WHAT IS NEEDED
Every line from the one containing "Target: yellow flower" through the last line below should be reproduced exactly; please include nothing else.

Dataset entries
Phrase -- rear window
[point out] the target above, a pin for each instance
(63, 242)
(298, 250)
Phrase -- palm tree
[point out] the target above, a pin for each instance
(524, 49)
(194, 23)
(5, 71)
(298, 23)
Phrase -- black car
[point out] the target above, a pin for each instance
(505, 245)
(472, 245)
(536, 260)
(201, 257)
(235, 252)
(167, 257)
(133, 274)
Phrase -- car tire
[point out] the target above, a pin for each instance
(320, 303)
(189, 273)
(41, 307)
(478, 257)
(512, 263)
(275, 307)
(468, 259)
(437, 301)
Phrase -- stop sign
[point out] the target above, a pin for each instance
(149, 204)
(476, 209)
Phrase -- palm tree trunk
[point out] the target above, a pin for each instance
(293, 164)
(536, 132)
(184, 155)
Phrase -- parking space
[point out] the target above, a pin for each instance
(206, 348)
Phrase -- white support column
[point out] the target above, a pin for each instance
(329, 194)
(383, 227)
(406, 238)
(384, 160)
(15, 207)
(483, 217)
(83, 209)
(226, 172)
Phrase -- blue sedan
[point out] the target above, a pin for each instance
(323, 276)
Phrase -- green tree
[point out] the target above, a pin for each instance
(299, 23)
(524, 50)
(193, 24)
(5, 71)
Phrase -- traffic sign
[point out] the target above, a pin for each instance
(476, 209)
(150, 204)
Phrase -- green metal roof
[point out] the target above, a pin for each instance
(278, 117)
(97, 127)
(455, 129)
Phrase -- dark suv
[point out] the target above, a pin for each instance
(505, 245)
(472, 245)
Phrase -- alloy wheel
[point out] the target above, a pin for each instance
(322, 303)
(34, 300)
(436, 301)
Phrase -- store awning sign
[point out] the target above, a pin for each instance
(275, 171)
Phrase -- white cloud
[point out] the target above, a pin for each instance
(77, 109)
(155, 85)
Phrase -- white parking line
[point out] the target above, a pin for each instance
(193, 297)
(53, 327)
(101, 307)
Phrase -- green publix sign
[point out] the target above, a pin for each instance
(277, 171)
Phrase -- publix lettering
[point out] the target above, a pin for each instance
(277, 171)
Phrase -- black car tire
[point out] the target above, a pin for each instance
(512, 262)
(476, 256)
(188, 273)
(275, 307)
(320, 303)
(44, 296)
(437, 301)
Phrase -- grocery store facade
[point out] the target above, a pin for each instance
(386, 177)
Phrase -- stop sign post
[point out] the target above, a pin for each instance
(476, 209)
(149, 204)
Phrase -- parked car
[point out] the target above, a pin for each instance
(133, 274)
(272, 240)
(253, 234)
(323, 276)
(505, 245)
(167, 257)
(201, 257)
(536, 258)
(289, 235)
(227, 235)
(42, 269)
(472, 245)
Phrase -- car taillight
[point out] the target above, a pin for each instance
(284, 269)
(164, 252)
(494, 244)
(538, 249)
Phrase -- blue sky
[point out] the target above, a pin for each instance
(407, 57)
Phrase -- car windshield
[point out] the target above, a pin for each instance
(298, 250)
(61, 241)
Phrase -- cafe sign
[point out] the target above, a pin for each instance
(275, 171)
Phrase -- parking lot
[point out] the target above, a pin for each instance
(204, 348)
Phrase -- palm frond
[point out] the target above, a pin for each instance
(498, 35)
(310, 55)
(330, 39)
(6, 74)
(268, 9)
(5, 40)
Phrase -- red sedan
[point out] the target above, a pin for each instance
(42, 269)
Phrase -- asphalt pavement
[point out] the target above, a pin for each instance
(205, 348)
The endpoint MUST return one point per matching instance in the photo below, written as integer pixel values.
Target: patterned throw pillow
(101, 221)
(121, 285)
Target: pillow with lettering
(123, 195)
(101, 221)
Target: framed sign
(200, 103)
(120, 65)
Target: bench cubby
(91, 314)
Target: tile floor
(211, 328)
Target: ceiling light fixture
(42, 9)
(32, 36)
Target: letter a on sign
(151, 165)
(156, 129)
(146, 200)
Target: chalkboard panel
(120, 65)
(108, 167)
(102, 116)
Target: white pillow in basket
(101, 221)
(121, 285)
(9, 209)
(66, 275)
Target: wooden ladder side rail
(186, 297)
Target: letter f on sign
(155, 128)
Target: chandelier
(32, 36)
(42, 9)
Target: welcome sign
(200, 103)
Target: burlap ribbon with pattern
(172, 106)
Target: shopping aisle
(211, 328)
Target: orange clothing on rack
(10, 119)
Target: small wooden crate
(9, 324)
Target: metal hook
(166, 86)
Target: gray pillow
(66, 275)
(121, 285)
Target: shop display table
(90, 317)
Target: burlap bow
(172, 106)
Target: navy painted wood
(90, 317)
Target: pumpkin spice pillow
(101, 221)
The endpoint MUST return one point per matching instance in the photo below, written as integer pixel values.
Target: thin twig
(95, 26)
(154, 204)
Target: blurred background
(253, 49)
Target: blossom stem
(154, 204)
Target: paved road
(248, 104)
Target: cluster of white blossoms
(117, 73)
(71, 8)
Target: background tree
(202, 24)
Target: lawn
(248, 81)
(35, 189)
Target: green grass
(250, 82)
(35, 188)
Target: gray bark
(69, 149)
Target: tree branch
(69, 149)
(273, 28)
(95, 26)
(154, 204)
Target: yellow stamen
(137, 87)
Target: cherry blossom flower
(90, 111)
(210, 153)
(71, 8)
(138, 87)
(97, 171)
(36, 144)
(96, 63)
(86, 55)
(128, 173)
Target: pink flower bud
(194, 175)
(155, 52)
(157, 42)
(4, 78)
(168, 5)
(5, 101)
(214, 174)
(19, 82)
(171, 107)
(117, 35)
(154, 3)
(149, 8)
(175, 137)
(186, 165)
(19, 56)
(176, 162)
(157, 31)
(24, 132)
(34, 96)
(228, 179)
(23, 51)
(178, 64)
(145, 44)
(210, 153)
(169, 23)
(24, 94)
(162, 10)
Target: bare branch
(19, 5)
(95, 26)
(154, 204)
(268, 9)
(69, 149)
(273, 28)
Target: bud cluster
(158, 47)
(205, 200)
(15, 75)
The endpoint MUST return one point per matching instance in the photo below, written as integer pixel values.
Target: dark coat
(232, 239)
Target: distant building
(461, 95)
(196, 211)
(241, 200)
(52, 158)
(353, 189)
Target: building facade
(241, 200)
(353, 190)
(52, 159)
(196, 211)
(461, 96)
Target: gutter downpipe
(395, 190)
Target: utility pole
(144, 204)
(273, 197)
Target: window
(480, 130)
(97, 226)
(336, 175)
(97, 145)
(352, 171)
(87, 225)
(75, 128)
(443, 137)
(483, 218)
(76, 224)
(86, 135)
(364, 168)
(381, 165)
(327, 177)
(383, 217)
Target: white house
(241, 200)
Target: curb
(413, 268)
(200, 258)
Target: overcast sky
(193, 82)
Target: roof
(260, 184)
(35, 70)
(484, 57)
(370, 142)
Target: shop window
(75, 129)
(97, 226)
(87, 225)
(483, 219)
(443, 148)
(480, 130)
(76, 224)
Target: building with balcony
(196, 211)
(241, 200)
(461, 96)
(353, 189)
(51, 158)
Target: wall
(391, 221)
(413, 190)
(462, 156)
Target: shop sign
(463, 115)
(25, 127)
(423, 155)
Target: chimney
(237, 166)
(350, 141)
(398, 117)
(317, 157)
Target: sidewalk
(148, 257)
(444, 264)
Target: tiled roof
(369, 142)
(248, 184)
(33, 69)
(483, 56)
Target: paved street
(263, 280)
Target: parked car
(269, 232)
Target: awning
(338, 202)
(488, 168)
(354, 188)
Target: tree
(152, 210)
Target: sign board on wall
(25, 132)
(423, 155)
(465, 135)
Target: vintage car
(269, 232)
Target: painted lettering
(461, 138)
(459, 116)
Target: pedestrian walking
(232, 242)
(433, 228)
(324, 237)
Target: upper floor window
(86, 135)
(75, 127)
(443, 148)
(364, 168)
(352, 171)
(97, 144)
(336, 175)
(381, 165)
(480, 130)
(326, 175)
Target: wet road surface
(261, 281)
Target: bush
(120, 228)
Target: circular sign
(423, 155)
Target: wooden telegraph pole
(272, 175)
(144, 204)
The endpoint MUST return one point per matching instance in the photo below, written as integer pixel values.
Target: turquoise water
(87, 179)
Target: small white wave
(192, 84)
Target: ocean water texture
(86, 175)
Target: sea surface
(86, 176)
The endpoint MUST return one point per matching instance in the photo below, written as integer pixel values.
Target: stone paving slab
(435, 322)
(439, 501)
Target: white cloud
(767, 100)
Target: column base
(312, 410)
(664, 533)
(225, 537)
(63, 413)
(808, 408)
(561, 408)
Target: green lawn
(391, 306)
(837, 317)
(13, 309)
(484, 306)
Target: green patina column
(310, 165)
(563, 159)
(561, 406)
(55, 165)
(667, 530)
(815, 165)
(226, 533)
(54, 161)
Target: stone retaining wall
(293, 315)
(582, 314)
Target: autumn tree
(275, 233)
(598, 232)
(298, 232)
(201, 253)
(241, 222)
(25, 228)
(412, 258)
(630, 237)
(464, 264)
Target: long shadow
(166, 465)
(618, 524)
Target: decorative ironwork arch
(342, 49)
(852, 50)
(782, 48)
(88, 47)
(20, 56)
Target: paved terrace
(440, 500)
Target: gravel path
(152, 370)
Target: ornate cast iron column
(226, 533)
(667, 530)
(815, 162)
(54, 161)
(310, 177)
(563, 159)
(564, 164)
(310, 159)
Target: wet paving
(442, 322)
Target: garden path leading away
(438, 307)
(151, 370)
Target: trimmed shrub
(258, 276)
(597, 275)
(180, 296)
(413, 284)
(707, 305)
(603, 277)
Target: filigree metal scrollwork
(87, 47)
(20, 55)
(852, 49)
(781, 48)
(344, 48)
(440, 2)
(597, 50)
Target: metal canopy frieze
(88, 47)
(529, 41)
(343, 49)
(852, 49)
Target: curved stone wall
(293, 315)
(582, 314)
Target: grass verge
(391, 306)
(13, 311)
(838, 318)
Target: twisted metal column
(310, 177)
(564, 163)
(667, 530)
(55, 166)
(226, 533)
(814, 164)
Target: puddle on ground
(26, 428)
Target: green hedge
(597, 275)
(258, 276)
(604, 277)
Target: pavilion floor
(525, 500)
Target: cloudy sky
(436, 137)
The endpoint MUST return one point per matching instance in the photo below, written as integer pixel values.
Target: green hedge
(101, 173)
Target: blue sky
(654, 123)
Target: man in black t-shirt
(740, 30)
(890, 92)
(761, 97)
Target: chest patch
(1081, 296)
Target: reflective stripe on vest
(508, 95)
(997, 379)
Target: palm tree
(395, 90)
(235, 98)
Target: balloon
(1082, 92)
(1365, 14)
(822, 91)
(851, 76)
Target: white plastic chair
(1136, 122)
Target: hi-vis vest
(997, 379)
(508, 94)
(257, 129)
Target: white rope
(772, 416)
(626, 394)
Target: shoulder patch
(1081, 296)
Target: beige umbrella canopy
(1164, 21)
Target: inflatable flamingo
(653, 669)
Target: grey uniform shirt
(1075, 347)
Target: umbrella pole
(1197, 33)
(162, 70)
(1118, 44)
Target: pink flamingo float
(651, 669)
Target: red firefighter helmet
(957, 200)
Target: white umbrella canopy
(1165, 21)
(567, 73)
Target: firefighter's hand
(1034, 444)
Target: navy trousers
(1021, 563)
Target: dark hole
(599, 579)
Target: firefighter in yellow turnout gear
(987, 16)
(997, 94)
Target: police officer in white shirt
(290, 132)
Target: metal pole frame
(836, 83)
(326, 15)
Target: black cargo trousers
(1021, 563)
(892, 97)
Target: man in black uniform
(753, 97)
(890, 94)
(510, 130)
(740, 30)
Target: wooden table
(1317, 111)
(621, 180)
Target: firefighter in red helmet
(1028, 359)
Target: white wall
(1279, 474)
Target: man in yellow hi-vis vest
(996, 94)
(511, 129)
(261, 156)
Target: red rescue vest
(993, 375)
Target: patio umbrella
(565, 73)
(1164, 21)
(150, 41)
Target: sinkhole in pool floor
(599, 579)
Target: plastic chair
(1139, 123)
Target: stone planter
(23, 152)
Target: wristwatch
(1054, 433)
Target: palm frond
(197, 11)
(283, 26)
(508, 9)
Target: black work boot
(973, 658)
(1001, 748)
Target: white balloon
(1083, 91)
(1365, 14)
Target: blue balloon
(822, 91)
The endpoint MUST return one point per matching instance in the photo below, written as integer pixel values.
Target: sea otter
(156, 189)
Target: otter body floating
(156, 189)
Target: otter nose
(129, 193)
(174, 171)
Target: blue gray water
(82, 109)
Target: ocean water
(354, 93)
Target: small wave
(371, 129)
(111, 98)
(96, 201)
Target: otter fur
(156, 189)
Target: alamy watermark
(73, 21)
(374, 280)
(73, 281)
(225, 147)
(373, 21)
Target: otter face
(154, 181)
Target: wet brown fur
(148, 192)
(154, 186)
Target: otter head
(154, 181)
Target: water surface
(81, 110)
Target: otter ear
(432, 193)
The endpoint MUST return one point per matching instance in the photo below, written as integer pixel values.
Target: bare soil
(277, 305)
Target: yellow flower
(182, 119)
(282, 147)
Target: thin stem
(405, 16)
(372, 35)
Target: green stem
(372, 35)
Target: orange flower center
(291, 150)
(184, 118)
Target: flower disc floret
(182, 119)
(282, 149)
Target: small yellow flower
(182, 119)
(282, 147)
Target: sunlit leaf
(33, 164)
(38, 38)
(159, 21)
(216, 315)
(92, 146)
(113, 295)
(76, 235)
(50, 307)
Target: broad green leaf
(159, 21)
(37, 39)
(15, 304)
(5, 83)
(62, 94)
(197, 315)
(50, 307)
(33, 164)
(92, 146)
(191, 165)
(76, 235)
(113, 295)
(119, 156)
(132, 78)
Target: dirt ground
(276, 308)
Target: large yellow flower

TASK RESPONSE
Target: yellow flower
(182, 119)
(282, 147)
Target: thin stem
(405, 16)
(372, 35)
Target: green stem
(372, 35)
Target: orange flower center
(291, 150)
(184, 118)
Target: flower disc floret
(182, 119)
(282, 149)
Target: small yellow flower
(182, 119)
(282, 147)
Target: sunlit leaf
(33, 164)
(38, 38)
(159, 21)
(216, 315)
(92, 146)
(113, 295)
(76, 235)
(50, 307)
Target: broad green leaf
(159, 21)
(37, 39)
(15, 304)
(5, 83)
(62, 94)
(197, 315)
(50, 307)
(33, 164)
(92, 146)
(191, 165)
(76, 235)
(113, 295)
(119, 156)
(132, 78)
Target: dirt ground
(276, 308)
Target: large yellow flower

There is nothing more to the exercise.